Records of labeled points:
+===+

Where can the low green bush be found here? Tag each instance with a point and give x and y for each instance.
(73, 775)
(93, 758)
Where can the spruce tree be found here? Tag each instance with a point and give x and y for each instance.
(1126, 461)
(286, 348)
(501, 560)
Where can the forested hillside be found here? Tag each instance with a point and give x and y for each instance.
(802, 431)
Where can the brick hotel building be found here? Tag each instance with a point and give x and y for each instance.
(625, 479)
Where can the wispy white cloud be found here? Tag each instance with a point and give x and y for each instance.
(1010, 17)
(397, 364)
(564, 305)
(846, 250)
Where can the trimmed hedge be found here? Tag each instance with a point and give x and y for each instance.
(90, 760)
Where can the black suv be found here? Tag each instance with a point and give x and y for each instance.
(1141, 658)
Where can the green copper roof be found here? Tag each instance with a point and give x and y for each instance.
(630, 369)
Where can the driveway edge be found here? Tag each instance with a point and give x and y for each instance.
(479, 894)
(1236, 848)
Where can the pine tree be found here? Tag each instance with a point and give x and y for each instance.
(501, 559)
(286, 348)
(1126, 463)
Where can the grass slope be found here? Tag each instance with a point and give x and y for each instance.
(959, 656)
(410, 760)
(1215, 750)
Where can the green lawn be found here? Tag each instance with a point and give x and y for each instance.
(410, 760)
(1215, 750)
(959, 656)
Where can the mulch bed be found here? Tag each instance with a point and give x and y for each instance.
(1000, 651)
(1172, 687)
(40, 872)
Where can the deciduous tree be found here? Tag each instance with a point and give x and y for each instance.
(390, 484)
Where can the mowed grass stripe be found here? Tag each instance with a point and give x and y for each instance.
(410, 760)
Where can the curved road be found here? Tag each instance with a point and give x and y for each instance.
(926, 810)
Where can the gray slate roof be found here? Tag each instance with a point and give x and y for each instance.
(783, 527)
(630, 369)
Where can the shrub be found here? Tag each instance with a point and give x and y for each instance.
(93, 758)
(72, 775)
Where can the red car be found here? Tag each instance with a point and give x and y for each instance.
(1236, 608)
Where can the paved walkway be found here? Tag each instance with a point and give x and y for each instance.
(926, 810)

+===+

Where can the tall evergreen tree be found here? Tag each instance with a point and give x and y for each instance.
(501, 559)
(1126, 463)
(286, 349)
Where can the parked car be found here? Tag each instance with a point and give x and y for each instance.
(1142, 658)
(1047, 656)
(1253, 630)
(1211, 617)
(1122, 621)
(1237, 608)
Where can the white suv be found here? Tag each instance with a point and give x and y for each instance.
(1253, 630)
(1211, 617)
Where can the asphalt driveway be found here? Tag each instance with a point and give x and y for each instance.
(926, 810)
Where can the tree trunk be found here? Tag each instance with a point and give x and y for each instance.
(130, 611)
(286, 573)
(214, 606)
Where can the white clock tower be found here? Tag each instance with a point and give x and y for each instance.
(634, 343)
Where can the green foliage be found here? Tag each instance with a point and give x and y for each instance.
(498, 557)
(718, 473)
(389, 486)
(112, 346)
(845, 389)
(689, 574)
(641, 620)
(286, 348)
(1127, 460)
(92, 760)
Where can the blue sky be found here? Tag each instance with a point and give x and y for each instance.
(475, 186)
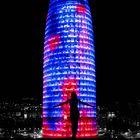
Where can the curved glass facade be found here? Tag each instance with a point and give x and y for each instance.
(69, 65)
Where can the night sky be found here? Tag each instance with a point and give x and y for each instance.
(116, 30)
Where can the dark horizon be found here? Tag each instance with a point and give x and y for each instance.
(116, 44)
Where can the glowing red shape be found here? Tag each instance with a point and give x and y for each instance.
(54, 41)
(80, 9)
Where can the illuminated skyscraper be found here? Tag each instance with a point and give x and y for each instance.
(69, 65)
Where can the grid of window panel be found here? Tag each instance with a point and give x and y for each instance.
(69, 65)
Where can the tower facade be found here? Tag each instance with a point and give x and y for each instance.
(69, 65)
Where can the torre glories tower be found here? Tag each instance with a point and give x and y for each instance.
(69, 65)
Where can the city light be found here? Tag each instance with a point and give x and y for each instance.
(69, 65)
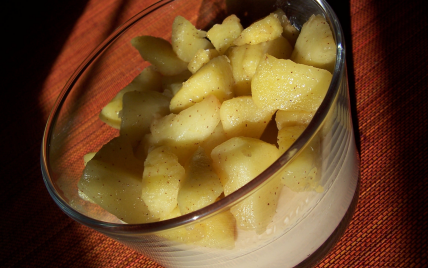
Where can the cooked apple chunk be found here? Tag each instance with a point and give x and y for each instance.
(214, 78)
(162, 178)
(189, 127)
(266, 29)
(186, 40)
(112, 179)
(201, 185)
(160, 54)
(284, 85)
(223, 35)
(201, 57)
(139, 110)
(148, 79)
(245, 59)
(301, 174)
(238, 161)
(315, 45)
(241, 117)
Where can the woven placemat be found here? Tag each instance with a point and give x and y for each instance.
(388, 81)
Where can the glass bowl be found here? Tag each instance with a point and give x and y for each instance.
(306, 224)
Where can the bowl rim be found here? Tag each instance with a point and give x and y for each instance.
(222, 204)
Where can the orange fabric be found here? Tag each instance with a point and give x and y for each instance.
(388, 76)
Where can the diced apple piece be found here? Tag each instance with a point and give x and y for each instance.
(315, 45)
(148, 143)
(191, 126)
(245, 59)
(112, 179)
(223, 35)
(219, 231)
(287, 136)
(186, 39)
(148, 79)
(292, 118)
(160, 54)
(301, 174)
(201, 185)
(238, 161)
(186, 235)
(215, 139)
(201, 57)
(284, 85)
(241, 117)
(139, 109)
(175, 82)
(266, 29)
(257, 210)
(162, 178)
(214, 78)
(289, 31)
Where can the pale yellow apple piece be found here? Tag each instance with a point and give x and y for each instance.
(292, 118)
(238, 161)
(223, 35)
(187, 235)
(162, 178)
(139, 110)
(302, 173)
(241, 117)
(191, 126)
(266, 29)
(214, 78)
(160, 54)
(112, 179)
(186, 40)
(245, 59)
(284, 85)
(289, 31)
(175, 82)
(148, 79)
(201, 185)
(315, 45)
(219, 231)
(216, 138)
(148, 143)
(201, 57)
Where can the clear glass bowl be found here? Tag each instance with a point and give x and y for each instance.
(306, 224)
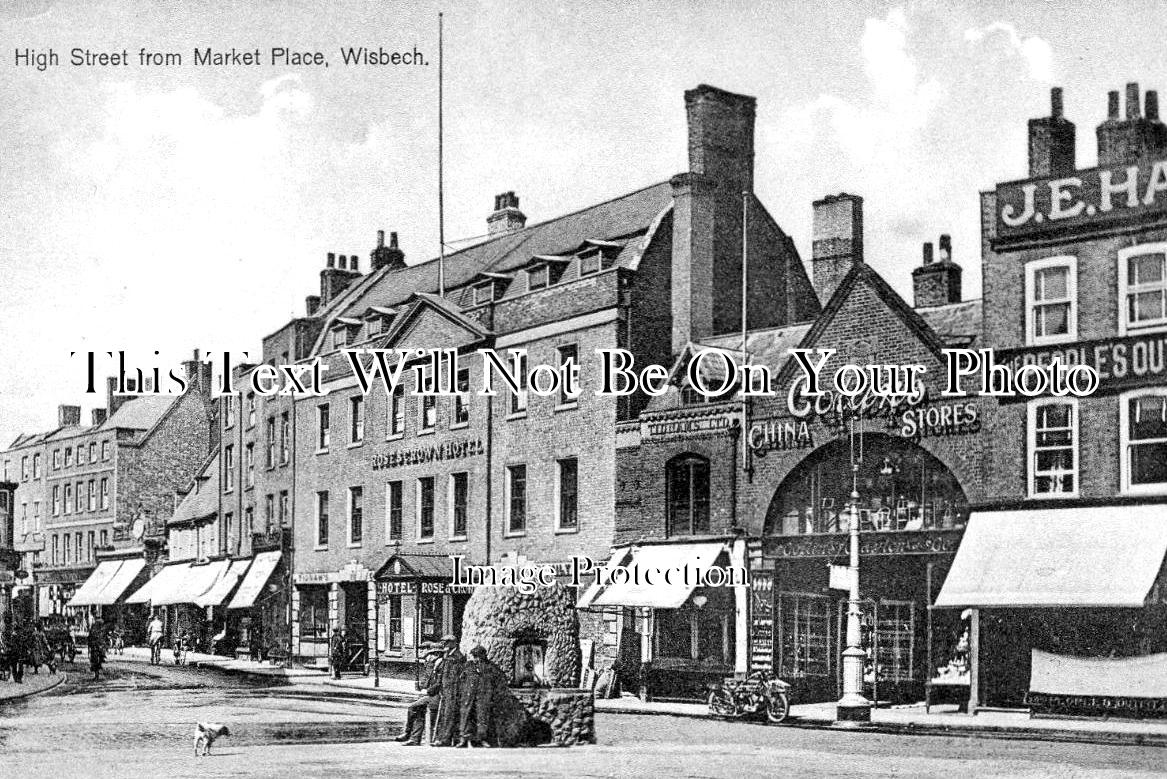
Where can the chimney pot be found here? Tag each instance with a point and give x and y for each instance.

+===+

INSTRUCTIONS TO FOLLOW: Reproduce the material word for word, starting at the line that contains "Where can the glass" and stopping after the line that contains "Where can the chimney". Leave the pictures out of your copy.

TASK ANSWER:
Where can the glass bowl be found here? Tag each instance with a point and give x and y for each instance.
(306, 224)
Where can the bowl rim be found here? Tag each instance with a point and give x and y for each instance.
(222, 204)
Where can the orange fabric be found here? Tag each instance with a point and give x and y for each instance.
(388, 76)
Where can the diced apple piece be found here? Tag each instance with a point and give x and y for each instance.
(315, 45)
(148, 143)
(191, 126)
(245, 59)
(112, 179)
(223, 35)
(219, 231)
(287, 136)
(186, 39)
(148, 79)
(292, 118)
(160, 54)
(301, 174)
(201, 185)
(238, 161)
(186, 235)
(215, 139)
(201, 57)
(284, 85)
(241, 117)
(139, 109)
(175, 82)
(266, 29)
(257, 210)
(162, 178)
(214, 78)
(289, 31)
Where can the pale yellow apple piece be found here? Tag each instance with a point and give x and y for each instance.
(292, 118)
(238, 161)
(223, 35)
(187, 235)
(162, 178)
(139, 110)
(302, 173)
(241, 117)
(191, 126)
(266, 29)
(214, 78)
(160, 54)
(112, 179)
(186, 40)
(245, 59)
(284, 85)
(289, 31)
(175, 82)
(148, 79)
(201, 185)
(315, 45)
(219, 231)
(216, 138)
(148, 143)
(201, 57)
Where can the clear glass bowl be found here? Tag each instance with a point and give x and y for each instance.
(306, 224)
Where can the chimney pot be found here? Tag each instance with a point and give x and y for each instance.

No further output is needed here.